> _Treść zadania_
Zwróć wszystkie poniższe wpisy wiersz po wierszu, bez najmniejszej zmiany.

> _Wyciąg z wpisów_
= = = =

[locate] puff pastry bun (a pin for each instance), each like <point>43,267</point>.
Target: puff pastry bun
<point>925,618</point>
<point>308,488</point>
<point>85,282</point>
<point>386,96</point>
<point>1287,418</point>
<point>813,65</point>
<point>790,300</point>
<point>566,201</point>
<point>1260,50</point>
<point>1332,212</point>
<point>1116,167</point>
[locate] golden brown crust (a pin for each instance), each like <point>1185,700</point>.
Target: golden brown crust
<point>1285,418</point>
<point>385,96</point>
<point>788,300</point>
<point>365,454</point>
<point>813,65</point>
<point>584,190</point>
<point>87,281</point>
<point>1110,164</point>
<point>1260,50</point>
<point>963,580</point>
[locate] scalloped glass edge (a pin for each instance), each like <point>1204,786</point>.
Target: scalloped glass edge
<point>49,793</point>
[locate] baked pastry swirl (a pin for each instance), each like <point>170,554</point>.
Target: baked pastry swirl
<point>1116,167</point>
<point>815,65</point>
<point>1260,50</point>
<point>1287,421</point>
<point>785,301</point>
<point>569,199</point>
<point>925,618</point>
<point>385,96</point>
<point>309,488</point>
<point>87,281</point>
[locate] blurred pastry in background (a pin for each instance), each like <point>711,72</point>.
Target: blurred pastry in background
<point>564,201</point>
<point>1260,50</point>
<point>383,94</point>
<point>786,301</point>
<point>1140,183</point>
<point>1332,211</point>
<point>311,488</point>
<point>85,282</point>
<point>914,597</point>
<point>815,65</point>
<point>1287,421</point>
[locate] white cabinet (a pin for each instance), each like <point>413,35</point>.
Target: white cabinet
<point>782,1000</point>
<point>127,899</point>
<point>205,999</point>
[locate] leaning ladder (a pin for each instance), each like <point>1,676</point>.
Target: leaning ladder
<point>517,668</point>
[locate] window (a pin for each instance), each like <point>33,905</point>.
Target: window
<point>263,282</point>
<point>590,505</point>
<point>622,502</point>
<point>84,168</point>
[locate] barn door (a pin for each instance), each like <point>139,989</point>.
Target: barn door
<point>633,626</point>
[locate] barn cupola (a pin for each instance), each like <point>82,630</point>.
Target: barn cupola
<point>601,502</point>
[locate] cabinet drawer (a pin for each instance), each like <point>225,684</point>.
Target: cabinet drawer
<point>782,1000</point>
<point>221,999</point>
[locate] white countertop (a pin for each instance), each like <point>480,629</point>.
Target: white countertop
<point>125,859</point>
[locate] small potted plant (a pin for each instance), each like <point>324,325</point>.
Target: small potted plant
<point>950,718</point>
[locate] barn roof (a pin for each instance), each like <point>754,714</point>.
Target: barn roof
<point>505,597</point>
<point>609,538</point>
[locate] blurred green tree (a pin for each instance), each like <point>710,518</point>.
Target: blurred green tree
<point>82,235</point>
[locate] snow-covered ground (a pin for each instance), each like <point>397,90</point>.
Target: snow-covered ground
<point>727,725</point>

= = = =

> _Udzielona odpowiedź_
[locate] puff pastry bun (a pin for each instance), each like <point>43,267</point>.
Target: puff pastry bun
<point>925,618</point>
<point>308,488</point>
<point>85,282</point>
<point>386,96</point>
<point>1287,418</point>
<point>813,65</point>
<point>790,300</point>
<point>566,201</point>
<point>1260,50</point>
<point>1332,212</point>
<point>1116,167</point>
[locate] golden brown crust (a pin for each instance), each like <point>1185,700</point>.
Target: golden brown crust
<point>1285,418</point>
<point>385,96</point>
<point>788,300</point>
<point>365,454</point>
<point>813,65</point>
<point>584,190</point>
<point>87,281</point>
<point>1110,164</point>
<point>1260,50</point>
<point>963,580</point>
[locate] scalloped glass edge (a pin for each instance), each like <point>1204,786</point>.
Target: scalloped glass edge
<point>49,793</point>
[locate] baked pastry swirl (a pin for each instance), each like <point>170,554</point>.
Target: baked pastry swirl
<point>1116,167</point>
<point>815,65</point>
<point>1260,50</point>
<point>1287,421</point>
<point>785,301</point>
<point>569,199</point>
<point>925,618</point>
<point>385,96</point>
<point>309,488</point>
<point>87,281</point>
[locate] blurred pastry in background (a pin for each instance), each like <point>711,72</point>.
Target: blurred pastry in background
<point>564,201</point>
<point>1260,50</point>
<point>383,94</point>
<point>786,301</point>
<point>1140,183</point>
<point>1332,211</point>
<point>311,488</point>
<point>85,282</point>
<point>914,597</point>
<point>815,65</point>
<point>1287,421</point>
[locate] white cabinet (a pin for each instance), each like <point>413,35</point>.
Target: white cabinet
<point>782,1000</point>
<point>127,899</point>
<point>205,999</point>
[locate] leaning ladder (a pin for each instance), each like <point>1,676</point>.
Target: leaning ladder
<point>517,668</point>
[locate] window (a pin for each instance), each like <point>33,905</point>.
Target: window
<point>263,282</point>
<point>590,505</point>
<point>622,502</point>
<point>84,168</point>
[locate] barn door (a pin for each instance), each like <point>139,989</point>.
Target: barn door
<point>633,626</point>
[locate] barn cupola (a pin for each instance), each like <point>82,630</point>.
Target: barn cupola
<point>601,502</point>
[locate] cabinet drawer (a pin for each instance), each like <point>225,684</point>.
Target: cabinet drawer
<point>782,1000</point>
<point>221,999</point>
[locate] white countertop (a pin for each instance), each like <point>480,629</point>.
Target: white countertop
<point>125,859</point>
[locate] small potted plant (a pin for each instance), each like <point>324,325</point>.
Target: small potted plant
<point>950,718</point>
[locate] barn roof (a pin for each instance), each like <point>754,714</point>.
Target: barn roof
<point>505,597</point>
<point>609,538</point>
[locate] blurred green tree (a pin for each instance), each like <point>710,518</point>.
Target: blurred green tree
<point>82,235</point>
[locate] snow-covered ground (a pin for each instance), each like <point>397,90</point>.
Target: snow-covered ground
<point>727,725</point>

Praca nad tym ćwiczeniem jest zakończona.